**Your goal:**
Copy out the records word for word, starting with their first line and stopping after the line that contains "[0,16,21,17]".

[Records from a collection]
————

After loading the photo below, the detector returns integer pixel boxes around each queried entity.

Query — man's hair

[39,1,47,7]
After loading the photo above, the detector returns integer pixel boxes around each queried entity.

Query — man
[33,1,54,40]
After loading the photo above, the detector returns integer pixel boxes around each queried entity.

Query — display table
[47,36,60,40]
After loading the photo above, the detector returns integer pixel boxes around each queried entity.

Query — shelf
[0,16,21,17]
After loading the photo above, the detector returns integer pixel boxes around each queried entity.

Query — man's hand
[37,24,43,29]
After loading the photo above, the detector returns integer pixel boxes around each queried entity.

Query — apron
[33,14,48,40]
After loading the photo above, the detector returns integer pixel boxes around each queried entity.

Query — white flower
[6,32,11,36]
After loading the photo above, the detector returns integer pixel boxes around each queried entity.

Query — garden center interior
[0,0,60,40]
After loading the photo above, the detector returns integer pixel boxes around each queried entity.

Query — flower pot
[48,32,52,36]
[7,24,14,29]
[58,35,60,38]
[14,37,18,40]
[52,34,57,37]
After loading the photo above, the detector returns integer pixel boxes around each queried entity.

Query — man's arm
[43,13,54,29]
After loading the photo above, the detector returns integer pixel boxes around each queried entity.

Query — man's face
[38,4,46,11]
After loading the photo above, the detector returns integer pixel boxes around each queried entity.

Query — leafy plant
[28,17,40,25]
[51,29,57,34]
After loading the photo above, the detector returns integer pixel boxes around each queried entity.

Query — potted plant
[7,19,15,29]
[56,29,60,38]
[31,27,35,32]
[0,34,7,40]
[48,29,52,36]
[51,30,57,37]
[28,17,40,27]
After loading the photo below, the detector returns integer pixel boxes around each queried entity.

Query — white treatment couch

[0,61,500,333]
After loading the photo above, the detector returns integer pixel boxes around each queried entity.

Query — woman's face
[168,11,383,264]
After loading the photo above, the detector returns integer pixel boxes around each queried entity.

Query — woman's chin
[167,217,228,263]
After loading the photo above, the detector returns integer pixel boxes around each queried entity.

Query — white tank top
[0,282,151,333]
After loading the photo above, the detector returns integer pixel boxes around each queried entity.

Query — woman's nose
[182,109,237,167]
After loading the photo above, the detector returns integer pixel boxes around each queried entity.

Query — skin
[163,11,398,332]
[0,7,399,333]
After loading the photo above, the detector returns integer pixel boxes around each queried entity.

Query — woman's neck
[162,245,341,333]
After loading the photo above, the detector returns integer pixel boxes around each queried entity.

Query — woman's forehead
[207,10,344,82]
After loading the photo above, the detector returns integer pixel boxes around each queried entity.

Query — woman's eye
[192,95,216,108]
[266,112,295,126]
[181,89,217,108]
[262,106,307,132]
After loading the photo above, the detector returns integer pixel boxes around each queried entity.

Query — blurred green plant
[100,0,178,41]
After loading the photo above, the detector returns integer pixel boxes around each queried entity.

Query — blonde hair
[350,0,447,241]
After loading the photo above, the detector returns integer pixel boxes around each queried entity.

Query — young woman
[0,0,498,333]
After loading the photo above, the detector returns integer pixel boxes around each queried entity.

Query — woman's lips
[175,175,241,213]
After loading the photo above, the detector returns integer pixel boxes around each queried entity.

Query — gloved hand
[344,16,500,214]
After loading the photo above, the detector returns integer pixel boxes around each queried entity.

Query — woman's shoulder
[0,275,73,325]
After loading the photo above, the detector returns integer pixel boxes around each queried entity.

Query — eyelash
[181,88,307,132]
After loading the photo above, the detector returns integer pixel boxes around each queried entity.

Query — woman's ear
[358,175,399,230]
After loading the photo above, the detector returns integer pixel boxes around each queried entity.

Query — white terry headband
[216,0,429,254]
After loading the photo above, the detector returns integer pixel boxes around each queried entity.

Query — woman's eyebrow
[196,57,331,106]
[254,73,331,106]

————

**Problem solution:**
After loading the photo below, the detector returns integer pixel boxes around each queried entity.

Query — man's hair

[39,1,47,7]
After loading the photo above, the detector returns integer pixel boxes around each queried entity.

Query — man
[33,1,54,40]
After loading the photo above, the detector returns integer pixel boxes around each queried entity.

Query — display table
[47,36,60,40]
After loading the photo above, the detector returns integer pixel boxes around each queried entity.

Query — shelf
[0,16,21,17]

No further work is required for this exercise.